▶ _Given records_:
━━━━━━━━━━

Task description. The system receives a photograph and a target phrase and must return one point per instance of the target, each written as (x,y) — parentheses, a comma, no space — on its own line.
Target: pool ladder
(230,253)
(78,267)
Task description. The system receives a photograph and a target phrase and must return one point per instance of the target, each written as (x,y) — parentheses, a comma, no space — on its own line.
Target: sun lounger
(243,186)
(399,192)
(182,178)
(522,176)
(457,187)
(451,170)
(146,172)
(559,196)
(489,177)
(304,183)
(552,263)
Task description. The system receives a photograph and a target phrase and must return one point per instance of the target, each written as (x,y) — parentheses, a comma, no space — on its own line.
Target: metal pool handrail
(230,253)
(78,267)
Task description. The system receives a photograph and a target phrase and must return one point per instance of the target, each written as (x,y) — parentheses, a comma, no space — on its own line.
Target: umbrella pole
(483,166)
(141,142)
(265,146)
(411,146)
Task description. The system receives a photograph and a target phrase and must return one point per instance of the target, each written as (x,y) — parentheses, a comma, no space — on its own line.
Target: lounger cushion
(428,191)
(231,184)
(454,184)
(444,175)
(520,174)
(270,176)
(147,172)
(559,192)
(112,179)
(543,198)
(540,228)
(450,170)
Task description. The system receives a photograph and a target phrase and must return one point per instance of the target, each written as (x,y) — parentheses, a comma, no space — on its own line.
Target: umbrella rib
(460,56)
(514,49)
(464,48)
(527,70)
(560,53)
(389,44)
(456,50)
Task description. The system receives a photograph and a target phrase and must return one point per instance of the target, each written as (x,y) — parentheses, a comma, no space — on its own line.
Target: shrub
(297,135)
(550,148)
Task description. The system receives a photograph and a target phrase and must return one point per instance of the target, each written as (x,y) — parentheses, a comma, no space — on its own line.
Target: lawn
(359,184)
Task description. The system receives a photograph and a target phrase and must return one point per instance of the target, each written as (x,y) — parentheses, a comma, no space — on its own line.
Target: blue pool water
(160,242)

━━━━━━━━━━

Nothing may be left out: return each entry exactly as it reads.

Task description. The system receives a photograph and a target phrase and must return one point per instance of the target, each written as (x,y) — parentheses, a comma, no space — on its own line.
Target: pool ladder
(230,253)
(78,267)
Task description. The system receives a photograph and a target phrase and must return one point per instance of the target, each written as (x,y) — parentheses, a comma, no space — on its own line.
Target: sun lounger
(243,186)
(399,192)
(182,178)
(522,176)
(457,187)
(451,170)
(146,172)
(559,196)
(489,177)
(304,183)
(552,263)
Task description. The system receives a photograph and a target phrase and must return one point per instance of the target, each written as (x,y) — parentheses, a comma, no space — on its own line.
Target: metal pool handrail
(230,253)
(78,267)
Task description. The system receives a photograph and a target phrase and must return one point per instance of the target, each written as (x,y) — parentheses, a comma, no space — on its own line.
Target: umbrella pole
(483,166)
(141,142)
(265,146)
(411,146)
Task description. The system receives a photograph and a target phrase and must return one point per instance of the target, each written as (x,y) — parentheses, a comma, no space — on its own line.
Target: lounger cushion
(428,191)
(231,184)
(454,184)
(444,175)
(520,174)
(270,176)
(147,172)
(559,192)
(112,179)
(543,198)
(540,228)
(450,170)
Task description. The system receives a photograph and a target phrase and must return one point per instance of the target, each written as (x,y) — parentheses, a comma, no space — on its own line.
Target: umbrella rib
(460,56)
(514,49)
(464,48)
(527,70)
(560,53)
(389,44)
(456,50)
Task description. The system receives a photograph and a target phrase and must return one point per instance of the target, each written as (x,y) — parentheses, a comma, no space — on its own line.
Target: shrub
(297,135)
(550,148)
Task description. The system receives a photograph and a target phrase and must return one point per instance of the target, each written as (x,y) — parentheses, a comma, no space — on its own line.
Target: lawn
(359,184)
Task description. The system receives a photograph and a target phrase and must return one point per instance of the target, each written as (x,y) — parentheses, a comma, no space — on its own line.
Target: blue pool water
(160,242)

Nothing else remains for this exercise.